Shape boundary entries
------------------------------------

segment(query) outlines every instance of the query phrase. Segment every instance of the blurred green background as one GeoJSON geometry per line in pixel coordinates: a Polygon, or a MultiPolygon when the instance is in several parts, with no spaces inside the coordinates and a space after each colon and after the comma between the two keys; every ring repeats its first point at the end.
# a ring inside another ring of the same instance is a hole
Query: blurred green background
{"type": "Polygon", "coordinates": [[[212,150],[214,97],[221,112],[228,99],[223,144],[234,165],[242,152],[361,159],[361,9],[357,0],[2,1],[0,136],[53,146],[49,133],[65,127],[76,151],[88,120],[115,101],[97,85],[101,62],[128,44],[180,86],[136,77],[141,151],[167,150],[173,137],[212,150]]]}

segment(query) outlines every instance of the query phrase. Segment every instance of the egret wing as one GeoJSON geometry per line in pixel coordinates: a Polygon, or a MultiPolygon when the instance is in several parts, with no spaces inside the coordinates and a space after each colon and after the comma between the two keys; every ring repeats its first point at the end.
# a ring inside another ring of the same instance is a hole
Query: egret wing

------------------------------------

Lay out the material from the line containing "of the egret" through the end of the material as a JSON list of strings, one string per line, with blank lines omitted.

[
  "segment(query) outlines every instance of the query phrase. Segment every instance of the egret wing as one GeoJSON geometry per line in pixel coordinates: a Polygon, or a MultiPolygon when the instance is in several parts, with no spaces inside the coordinates and a space after each colon and after the comma between the two keys; every ring repeats its first point at the end.",
  "# a ring inside another ring of the same instance is a hole",
  "Query: egret wing"
]